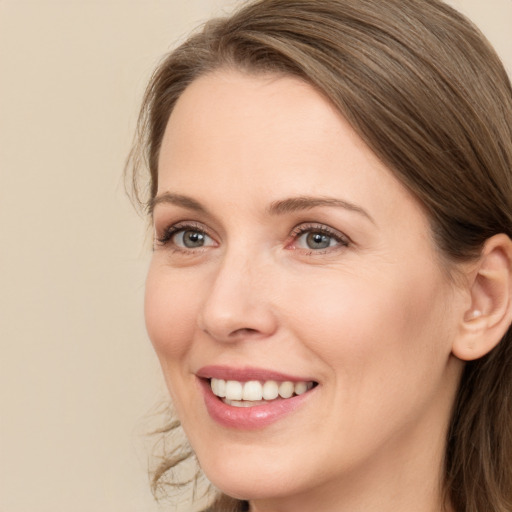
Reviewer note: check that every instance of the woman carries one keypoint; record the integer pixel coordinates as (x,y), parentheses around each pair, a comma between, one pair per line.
(330,289)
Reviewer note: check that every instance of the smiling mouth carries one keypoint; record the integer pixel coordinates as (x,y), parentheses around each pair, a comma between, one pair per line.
(255,392)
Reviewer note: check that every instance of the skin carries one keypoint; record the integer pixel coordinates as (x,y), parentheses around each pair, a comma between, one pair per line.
(372,318)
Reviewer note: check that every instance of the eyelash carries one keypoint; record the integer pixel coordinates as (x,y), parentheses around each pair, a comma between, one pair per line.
(169,232)
(341,239)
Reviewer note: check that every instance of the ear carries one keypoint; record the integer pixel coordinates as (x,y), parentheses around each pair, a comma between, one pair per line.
(489,315)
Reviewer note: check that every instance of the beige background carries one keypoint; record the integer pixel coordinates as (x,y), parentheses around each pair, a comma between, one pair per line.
(77,374)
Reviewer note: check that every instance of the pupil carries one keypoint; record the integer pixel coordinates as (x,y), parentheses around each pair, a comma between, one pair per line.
(193,239)
(318,241)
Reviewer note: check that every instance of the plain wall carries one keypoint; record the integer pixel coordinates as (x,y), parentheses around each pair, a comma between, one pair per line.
(77,373)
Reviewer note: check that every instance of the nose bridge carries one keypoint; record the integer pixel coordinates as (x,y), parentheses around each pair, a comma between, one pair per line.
(238,301)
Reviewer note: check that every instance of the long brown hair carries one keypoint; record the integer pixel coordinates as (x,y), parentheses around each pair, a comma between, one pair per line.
(427,93)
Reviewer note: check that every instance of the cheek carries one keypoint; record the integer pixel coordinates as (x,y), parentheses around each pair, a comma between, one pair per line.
(355,323)
(170,315)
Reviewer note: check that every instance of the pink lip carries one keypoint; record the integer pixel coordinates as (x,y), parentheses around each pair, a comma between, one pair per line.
(247,418)
(245,374)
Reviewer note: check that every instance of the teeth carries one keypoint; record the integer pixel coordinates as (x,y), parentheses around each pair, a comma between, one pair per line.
(245,394)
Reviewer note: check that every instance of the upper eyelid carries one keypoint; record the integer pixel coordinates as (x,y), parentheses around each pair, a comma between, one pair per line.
(171,229)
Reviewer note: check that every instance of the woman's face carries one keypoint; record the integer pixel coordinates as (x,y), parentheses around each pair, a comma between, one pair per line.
(287,252)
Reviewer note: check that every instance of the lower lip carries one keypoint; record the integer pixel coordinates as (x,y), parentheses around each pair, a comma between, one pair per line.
(249,418)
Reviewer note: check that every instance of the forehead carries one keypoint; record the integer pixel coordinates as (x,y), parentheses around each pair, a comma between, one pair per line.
(255,137)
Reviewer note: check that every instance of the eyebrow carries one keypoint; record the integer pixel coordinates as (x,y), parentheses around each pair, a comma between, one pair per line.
(300,203)
(280,207)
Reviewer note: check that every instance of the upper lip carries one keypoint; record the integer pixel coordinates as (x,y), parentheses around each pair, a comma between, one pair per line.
(246,373)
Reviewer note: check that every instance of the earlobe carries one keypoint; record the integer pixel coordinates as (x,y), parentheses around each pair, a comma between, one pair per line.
(489,316)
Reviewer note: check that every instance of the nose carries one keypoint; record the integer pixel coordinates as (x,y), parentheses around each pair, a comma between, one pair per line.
(238,303)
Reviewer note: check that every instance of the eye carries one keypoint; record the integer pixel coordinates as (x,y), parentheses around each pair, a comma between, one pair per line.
(186,237)
(191,239)
(317,238)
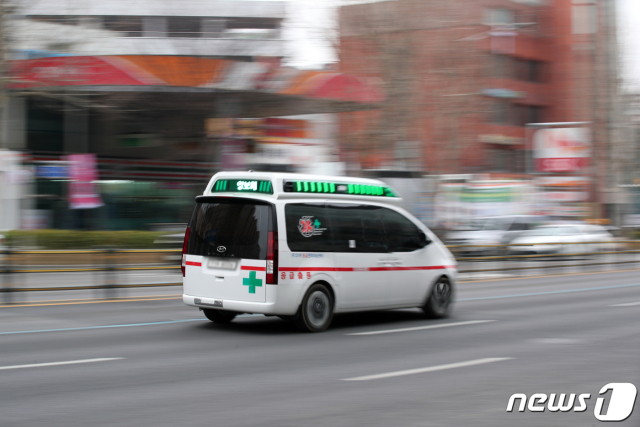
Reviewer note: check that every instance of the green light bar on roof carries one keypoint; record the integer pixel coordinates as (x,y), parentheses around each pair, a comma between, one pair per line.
(337,188)
(242,186)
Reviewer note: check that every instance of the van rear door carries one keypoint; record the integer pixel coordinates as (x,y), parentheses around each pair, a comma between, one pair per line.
(227,249)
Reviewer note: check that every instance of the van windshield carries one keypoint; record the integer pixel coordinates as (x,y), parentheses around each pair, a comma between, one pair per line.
(233,228)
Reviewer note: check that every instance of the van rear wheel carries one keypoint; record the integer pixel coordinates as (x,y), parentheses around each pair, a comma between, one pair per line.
(316,311)
(439,299)
(219,316)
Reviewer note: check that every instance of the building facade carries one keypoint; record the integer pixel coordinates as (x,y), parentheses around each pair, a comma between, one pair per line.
(464,78)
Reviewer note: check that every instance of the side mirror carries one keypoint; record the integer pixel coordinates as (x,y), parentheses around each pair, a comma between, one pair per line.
(423,239)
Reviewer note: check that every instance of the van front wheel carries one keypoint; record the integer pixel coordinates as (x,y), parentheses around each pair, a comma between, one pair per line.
(316,311)
(219,316)
(439,299)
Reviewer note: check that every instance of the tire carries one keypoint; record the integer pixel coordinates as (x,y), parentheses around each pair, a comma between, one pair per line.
(316,311)
(219,316)
(439,300)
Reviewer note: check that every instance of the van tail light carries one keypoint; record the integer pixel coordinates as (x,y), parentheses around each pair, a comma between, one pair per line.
(184,250)
(272,258)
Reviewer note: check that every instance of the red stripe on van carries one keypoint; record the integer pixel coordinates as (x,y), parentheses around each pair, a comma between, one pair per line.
(433,267)
(251,268)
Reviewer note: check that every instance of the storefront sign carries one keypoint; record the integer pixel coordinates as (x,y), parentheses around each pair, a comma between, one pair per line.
(562,149)
(500,139)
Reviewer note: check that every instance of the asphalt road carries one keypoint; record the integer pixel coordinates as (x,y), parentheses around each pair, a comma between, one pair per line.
(155,362)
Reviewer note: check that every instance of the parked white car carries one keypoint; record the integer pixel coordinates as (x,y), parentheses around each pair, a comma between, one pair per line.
(562,238)
(498,230)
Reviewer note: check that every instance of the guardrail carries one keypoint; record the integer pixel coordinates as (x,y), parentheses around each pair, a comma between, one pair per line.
(493,259)
(16,262)
(559,255)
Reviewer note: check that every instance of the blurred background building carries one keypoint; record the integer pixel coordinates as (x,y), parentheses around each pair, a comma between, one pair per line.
(471,107)
(164,94)
(464,79)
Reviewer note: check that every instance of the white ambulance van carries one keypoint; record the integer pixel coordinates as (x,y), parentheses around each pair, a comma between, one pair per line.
(303,247)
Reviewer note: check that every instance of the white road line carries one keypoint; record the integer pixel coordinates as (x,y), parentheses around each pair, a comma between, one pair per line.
(428,369)
(629,304)
(69,362)
(420,328)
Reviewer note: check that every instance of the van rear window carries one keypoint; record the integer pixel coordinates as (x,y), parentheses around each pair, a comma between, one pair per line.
(236,229)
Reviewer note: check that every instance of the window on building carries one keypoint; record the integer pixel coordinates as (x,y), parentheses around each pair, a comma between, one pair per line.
(505,159)
(584,16)
(213,28)
(503,66)
(154,26)
(499,112)
(499,16)
(127,26)
(252,28)
(185,26)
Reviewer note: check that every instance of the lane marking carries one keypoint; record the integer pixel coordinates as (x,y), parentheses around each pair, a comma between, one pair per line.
(549,292)
(428,369)
(35,304)
(83,328)
(69,362)
(96,299)
(420,328)
(628,304)
(549,275)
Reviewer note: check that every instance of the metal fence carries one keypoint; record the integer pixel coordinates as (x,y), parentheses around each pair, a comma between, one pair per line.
(472,259)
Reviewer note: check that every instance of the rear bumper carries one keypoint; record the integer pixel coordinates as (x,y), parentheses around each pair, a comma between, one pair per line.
(278,303)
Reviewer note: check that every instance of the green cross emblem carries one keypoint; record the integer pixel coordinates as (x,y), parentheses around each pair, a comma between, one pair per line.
(252,282)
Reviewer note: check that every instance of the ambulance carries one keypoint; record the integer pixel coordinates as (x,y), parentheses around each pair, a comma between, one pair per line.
(303,247)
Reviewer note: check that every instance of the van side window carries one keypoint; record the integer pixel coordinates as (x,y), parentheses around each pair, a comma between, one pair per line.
(357,228)
(402,234)
(308,228)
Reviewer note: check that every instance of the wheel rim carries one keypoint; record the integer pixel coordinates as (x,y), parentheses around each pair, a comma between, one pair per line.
(318,308)
(441,295)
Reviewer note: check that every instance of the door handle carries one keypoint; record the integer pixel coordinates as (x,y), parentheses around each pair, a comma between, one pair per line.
(392,262)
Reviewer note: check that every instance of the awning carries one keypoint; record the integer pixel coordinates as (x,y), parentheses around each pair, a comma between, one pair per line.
(240,89)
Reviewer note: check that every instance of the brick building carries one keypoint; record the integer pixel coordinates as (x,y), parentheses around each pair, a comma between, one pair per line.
(464,77)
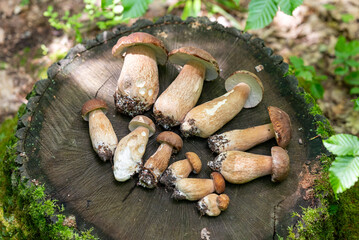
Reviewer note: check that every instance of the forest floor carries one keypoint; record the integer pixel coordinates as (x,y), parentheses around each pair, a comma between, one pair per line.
(29,45)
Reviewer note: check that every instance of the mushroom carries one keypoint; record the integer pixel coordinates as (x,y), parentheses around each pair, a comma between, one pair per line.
(244,139)
(103,137)
(207,118)
(182,95)
(129,151)
(181,169)
(158,162)
(138,86)
(241,167)
(213,204)
(194,189)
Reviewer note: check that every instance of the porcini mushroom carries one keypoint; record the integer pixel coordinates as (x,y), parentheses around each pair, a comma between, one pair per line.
(138,86)
(194,189)
(103,137)
(181,169)
(182,95)
(158,162)
(207,118)
(213,204)
(244,139)
(130,149)
(241,167)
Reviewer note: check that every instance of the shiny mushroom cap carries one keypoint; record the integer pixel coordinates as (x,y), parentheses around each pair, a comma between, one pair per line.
(141,38)
(243,76)
(219,183)
(182,55)
(195,161)
(92,105)
(281,125)
(280,164)
(172,139)
(142,121)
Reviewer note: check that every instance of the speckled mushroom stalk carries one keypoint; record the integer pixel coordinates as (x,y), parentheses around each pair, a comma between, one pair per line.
(193,189)
(181,169)
(182,95)
(241,167)
(130,149)
(213,204)
(207,118)
(103,137)
(171,143)
(138,86)
(244,139)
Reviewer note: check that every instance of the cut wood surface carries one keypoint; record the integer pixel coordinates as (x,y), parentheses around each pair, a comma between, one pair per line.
(56,148)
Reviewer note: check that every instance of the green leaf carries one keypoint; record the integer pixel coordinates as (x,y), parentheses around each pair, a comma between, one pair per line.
(134,8)
(288,6)
(261,13)
(343,173)
(343,144)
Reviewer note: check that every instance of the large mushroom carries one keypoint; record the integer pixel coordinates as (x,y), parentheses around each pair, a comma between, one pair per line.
(244,90)
(158,162)
(129,151)
(244,139)
(182,95)
(241,167)
(103,137)
(138,86)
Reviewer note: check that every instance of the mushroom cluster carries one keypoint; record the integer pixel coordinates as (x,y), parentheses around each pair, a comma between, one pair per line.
(137,90)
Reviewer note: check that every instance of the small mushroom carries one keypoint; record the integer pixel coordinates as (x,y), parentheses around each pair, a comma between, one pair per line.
(181,169)
(182,95)
(213,204)
(103,137)
(241,167)
(138,86)
(194,189)
(158,162)
(207,118)
(244,139)
(130,149)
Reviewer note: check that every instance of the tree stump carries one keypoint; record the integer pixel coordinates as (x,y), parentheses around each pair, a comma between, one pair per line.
(56,150)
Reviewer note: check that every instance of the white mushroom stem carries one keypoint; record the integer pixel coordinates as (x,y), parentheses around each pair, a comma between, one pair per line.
(129,152)
(181,96)
(138,81)
(208,117)
(241,139)
(103,137)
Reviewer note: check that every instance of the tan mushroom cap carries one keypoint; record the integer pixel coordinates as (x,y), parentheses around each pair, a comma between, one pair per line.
(281,126)
(142,121)
(170,138)
(91,105)
(142,38)
(280,164)
(195,161)
(219,183)
(182,55)
(252,80)
(223,201)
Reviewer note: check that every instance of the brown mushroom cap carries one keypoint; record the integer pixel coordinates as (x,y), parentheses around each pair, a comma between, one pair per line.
(142,121)
(141,38)
(280,164)
(182,55)
(219,183)
(195,161)
(243,76)
(223,201)
(91,105)
(172,139)
(281,125)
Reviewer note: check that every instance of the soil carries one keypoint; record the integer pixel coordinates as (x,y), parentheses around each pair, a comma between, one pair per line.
(29,45)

WHAT TO PRODUCE |
Starting at the line that contains "Reviewer note: check that every instance of the brown" and ending at the final line of the data, format those lines as a numbered list, omitting any blank lines.

SOLUTION TO THIS EXERCISE |
1. Reviewer note: check that every instance of the brown mushroom cap carries one keypoint; record the integer pixel coordinates as (x,y), parentheses around each pair, a comma between, one pair per line.
2. (142,121)
3. (141,38)
4. (280,164)
5. (182,55)
6. (219,183)
7. (195,161)
8. (243,76)
9. (223,201)
10. (91,105)
11. (172,139)
12. (281,125)
13. Reviewer note: check that every instance of the soil carries one keypoint; record the integer pixel coordinates as (x,y), parentheses around each pair, a comma between, one pair per line.
14. (29,45)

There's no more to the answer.